(Recorded data)
%%

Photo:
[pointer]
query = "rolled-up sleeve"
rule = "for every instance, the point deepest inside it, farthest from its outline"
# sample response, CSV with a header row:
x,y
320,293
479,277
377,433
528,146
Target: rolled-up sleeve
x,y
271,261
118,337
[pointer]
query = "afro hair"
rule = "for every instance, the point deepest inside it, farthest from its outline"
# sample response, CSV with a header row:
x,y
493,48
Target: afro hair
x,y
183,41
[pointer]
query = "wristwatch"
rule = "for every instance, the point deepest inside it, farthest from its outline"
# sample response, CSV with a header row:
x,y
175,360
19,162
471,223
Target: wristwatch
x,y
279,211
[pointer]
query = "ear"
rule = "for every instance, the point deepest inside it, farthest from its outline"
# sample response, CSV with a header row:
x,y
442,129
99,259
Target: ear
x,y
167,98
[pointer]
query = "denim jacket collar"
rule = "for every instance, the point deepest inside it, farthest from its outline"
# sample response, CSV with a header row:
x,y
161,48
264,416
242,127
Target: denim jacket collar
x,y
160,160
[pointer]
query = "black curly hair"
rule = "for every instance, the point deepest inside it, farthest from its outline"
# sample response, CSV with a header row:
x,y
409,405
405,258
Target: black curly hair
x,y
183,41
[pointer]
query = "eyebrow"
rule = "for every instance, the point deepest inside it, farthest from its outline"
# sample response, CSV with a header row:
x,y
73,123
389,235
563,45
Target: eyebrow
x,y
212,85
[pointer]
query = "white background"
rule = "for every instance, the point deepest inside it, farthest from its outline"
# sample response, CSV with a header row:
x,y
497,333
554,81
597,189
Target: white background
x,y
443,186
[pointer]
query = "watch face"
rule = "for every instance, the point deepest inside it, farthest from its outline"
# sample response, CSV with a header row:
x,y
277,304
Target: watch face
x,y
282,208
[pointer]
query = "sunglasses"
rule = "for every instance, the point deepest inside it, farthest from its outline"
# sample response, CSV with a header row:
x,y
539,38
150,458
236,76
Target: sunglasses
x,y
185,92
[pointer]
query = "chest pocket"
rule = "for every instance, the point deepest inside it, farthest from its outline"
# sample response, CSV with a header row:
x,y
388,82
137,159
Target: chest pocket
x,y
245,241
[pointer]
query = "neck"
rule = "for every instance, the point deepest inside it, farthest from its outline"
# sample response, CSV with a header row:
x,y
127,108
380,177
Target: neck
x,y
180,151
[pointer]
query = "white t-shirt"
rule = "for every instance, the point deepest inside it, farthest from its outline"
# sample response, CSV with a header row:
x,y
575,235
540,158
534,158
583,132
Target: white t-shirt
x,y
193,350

%%
%%

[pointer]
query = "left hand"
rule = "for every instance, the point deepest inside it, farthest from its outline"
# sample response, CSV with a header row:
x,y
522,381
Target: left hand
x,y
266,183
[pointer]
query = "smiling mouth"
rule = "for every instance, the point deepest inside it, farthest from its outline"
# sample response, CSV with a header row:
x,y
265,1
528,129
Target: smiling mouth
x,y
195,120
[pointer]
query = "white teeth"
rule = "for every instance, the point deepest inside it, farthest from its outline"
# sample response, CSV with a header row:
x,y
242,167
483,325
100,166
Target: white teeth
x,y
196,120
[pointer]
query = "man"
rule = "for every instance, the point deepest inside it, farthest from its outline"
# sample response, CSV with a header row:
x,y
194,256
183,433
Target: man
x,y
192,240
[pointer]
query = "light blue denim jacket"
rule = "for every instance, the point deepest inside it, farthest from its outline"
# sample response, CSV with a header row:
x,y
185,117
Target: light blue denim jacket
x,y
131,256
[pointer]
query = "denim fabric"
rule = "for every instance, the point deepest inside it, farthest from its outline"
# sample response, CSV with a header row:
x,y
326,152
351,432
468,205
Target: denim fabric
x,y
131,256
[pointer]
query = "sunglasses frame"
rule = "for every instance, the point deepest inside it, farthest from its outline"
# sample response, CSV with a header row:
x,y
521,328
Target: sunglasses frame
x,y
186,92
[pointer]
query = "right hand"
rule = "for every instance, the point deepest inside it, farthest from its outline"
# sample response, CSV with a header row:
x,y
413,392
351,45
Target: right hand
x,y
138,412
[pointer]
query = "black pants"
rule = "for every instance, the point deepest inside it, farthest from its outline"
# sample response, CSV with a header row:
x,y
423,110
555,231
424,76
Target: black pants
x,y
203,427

%%
%%

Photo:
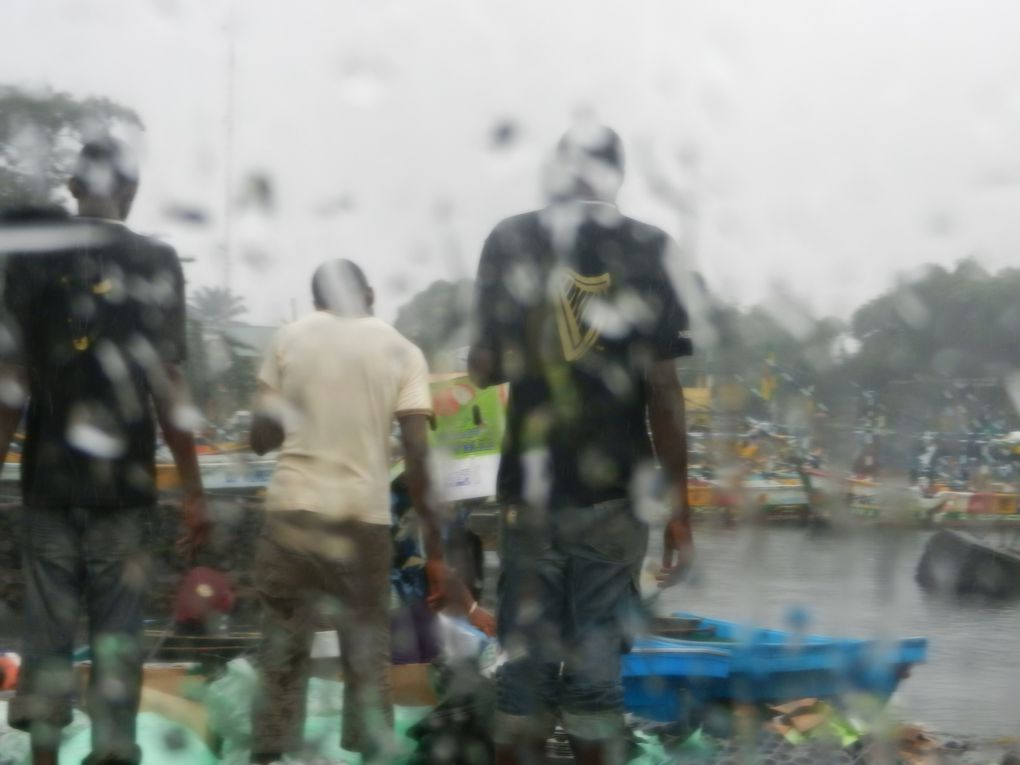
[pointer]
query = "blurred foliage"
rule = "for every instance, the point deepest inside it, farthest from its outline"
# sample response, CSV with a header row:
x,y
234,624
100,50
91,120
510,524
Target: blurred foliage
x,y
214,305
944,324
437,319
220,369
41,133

%%

**TASK REQUIREMENTS**. Please identify every line in the records above that contains the word "mouth", and copy each one.

**TASK RESPONSE**.
query = "smiling mouth"
Target: smiling mouth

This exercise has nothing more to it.